• _Seitenauszug_

# # # #

Die unfreiwillige Öffentlichkeit sorgte unter den Schwarzen, indischen und indonesischen Arbeiter*innen für Begeisterung. Die Reise sollte auch dazu dienen, radikale Ideen nach Suriname zu tragen. De Kom plante Veranstaltungen zur Geschichte Surinams und wollte dabei vor allem den proletarischen Widerstand der Versklavten und Ausgebeuteten hervorheben. Schon bald nach seiner Ankunft, so berichtete es de Kom später in einem Interview, wurde er von Zivilpolizisten verfolgt, und es war nicht mehr möglich, Veranstaltungsräume zu finden.
Statt der trockenen Vorträge stürzte de Kom sich in die politische Arbeit vor Ort und bot einen Anlaufpunkt für Arbeiter*innen in seinem Haus an. Oder wie de Kom es ausdrückte: »Vielleicht gelingt es mir ja, ihnen so etwas wie Hoffnung und Mut zu geben, die in dem mächtigen Wort verborgen sind, das ich in der Fremde gelernt habe: Organisation.« Er führte ein Beschwerdebuch, dass dem Gouverneur der Kolonie übergeben werden sollte. Nur kurze Zeit später nahm ihn die Kolonialverwaltung fest.
Als nach drei Monaten Haft das Gerücht umging, dass seine Freilassung bevorstand, versammelten sich tausende Arbeiter*innen vor dem Sitz des Gouverneurs. Die Polizei eröffnete das Feuer auf die Menge und tötete zwei Arbeiter*innen und verletzte über 20. Wohl wissend, dass de Kom nicht länger ohne Prozess eingesperrt werden konnte, ohne einen weiteren Aufstand zu provozieren, wurde er mit seiner Familie ins Exil in die Niederlande verbannt. Dort stürzte er sich wieder in die Arbeit in der kommunistischen Bewegung. Er schrieb unter anderem für die antirassistische und kommunistische Zeitung The Negro Worker, bei der der surinamische Kommunist Otto Huiswoud als Redakteur arbeitete.

# # # #

• _Zu erledigen_
a) Benenne in der Liste „shovel“ in „spade“ um und gib dabei alles ab der Zeile mit „Every instance of the man in“ bis zum Ende der Liste wieder, ansonsten unverändert.
b) Setze den Text über de Kom an der Stelle fort, an der er endet.

[Datensatzeinträge]
# # # #

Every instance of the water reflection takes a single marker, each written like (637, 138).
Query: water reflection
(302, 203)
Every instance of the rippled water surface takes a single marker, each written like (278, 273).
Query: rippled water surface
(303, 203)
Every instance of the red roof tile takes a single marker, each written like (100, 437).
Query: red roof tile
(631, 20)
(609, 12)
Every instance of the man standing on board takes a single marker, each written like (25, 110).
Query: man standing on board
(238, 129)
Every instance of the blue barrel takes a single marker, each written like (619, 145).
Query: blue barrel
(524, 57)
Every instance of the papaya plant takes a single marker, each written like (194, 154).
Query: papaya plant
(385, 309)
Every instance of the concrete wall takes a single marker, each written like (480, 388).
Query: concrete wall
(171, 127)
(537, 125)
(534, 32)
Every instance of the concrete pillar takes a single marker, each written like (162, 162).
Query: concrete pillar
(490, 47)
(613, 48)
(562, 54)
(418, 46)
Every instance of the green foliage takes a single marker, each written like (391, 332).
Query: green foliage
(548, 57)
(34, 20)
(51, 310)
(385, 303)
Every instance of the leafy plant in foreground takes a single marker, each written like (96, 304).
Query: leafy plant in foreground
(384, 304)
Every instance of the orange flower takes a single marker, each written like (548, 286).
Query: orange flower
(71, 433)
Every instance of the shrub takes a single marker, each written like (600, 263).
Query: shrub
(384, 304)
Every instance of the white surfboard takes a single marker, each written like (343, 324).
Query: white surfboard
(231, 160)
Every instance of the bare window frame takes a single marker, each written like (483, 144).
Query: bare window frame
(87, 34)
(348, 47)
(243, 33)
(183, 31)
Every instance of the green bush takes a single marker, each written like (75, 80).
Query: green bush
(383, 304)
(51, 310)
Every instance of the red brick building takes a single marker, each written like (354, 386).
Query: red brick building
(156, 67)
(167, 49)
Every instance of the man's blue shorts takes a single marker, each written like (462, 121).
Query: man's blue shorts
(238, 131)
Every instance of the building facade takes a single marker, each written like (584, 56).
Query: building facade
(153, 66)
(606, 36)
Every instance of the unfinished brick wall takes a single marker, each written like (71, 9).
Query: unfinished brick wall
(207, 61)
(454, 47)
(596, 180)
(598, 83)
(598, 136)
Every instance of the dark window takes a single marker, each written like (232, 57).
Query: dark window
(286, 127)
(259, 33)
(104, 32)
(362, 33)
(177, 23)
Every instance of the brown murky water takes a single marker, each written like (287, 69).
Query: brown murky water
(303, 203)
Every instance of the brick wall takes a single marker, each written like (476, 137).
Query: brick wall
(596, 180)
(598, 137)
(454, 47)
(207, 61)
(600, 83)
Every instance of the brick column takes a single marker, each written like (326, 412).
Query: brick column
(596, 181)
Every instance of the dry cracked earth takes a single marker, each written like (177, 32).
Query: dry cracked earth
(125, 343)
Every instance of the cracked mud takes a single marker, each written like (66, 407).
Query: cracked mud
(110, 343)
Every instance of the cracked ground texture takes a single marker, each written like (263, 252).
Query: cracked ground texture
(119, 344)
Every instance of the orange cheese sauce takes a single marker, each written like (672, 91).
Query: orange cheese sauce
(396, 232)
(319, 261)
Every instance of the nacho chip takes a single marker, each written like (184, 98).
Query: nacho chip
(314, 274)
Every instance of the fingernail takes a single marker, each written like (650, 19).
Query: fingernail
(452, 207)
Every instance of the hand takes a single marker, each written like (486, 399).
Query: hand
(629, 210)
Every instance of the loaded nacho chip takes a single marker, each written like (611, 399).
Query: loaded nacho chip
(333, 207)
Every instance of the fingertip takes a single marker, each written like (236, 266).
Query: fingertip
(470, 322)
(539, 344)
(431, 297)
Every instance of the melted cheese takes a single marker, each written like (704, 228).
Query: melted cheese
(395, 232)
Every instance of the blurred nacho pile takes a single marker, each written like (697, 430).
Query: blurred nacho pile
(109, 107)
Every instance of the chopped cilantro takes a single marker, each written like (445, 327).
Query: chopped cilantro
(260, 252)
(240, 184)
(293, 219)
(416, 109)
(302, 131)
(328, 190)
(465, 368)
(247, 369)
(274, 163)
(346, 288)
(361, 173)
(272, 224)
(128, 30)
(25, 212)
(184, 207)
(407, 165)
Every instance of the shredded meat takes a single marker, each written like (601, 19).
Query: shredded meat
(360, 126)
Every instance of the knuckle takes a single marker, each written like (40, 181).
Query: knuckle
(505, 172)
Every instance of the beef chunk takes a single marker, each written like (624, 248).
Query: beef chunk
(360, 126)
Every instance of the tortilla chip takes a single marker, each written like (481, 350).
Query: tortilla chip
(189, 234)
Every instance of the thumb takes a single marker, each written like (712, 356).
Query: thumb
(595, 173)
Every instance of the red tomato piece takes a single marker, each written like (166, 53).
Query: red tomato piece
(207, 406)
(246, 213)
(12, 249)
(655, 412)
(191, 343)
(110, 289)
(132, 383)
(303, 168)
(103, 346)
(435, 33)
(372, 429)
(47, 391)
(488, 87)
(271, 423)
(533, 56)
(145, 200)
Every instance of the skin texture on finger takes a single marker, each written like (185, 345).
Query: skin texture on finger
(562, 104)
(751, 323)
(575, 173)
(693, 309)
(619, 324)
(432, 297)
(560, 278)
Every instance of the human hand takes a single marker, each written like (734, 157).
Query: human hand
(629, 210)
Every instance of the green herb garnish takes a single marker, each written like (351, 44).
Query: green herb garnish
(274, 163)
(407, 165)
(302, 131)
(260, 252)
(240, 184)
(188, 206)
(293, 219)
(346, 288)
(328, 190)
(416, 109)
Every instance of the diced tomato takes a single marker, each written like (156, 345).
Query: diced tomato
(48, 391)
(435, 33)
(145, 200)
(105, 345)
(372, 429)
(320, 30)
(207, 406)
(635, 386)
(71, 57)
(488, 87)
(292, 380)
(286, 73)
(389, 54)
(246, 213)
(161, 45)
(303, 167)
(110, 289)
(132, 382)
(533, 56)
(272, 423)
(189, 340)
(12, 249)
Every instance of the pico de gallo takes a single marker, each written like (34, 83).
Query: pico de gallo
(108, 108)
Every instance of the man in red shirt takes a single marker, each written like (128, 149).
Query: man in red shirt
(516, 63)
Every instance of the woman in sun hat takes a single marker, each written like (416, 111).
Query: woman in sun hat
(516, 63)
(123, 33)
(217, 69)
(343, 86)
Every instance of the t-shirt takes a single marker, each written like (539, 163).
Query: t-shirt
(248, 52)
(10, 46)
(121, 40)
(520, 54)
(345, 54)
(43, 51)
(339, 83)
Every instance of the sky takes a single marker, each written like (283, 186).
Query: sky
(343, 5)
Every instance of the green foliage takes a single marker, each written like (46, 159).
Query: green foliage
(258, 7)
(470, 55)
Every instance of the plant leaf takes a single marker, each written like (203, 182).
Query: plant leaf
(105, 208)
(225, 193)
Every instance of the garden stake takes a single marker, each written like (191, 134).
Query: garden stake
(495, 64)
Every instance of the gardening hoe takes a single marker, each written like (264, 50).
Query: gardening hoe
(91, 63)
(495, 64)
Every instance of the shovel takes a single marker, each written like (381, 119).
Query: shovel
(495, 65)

# # # #

• _Antworten_
a)
Every instance of the man in red shirt takes a single marker, each written like (128, 149).
Query: man in red shirt
(516, 63)
Every instance of the woman in sun hat takes a single marker, each written like (416, 111).
Query: woman in sun hat
(516, 63)
(123, 33)
(217, 69)
(343, 86)
Every instance of the t-shirt takes a single marker, each written like (539, 163).
Query: t-shirt
(248, 52)
(10, 46)
(121, 40)
(520, 54)
(345, 54)
(43, 51)
(339, 83)
Every instance of the sky takes a single marker, each written like (283, 186).
Query: sky
(343, 5)
Every instance of the green foliage takes a single marker, each written like (46, 159).
Query: green foliage
(258, 7)
(470, 55)
Every instance of the plant leaf takes a single marker, each written like (203, 182).
Query: plant leaf
(105, 208)
(225, 193)
Every instance of the garden stake takes a single marker, each written like (191, 134).
Query: garden stake
(495, 64)
Every instance of the gardening hoe takes a single marker, each written like (264, 50).
Query: gardening hoe
(91, 63)
(495, 64)
Every instance of the spade takes a single marker, each written like (381, 119).
Query: spade
(495, 65)

b)
Antifaschist der ersten Stunde
1935 agierten der junge Antifaschismus und die antikolonialen Fraktionen der Arbeiter*innenbewegung gemeinsam. In diesem Jahr überfiel das faschistische Italien Abessinien, das heutige Äthiopien. In der Kriegsführung von Mussolinis Armee konnte man sehen, welch giftige Verbindung Kolonialrassismus und faschistischer Gewaltapparat eingegangen waren. (ak 690) Weltweit organisierten sich Kommunist*innen gegen diesen Krieg, vor allem Schwarze Kader aus der antikolonialen Bewegung wie George Padmore oder C.L.R James gründeten Komitees in Solidarität mit dem überfallenen Land. Auch de Kom schloss sich den Solidaritätskomitees an. De Kom war Antifaschist der ersten Stunde, die antikoloniale Brille ließ ihn die faschistische Episode nicht als Polittheater, sondern als reale Gefahr sehen. Als Teil der Roten Hilfe, in der er aktiv war, forderte er Asyl für deutsche Antifaschist*innen.
So sehr der italienische Überfall für Mobilisierung sorgte, so sehr spaltete er die Arbeiter*innenbewegung. Viele Schwarze Kommunist*innen wendeten sich von der Komintern ab. De Koms Aktivitäten verlagerten sich von der Arbeiter*innenbewegung in Richtung diasporischer Netzwerke wie dem linken Bond van Surinaamse arbeiders. 1937 wurden die Risse zwischen Antirassismus und Antikolonialismus auf der einen Seite sowie organsierter Arbeiter*innenbewegung auf der anderen sichtbar. The Negro Worker wurde eingestellt. Aufgrund der politischen Lage und eines psychischen Zusammenbruchs stellte de Kom seine politischen Aktivitäten ein.
Mit dem Einmarsch des nationalsozialistischen Deutschlands 1940 in die Niederlande änderte sich das. Er engagierte sich im niederländischen Widerstand gegen die deutsche Besatzung. De Kom begann für die kommunistische Untergrundzeitung De Vonk (der Funke) zu schreiben. Die Untergrundpresse erfüllte vor allem die Funktion, Nachrichten über den Kriegsverlauf zu verbreiten, die nicht durch die Zensur der Besatzungsmacht drangen. Die Presse wollte aber auch eine politische Kommentierung des Weltkriegs leisten sowie über eine mögliche Welt nach dem Krieg schreiben. Deshalb war es umso wichtiger, dass die radikale Linke eigene Blätter wie De Vonk oder das Blatt der Kommunistische Partei Hollands, De Waarheid, illegal verbreitete.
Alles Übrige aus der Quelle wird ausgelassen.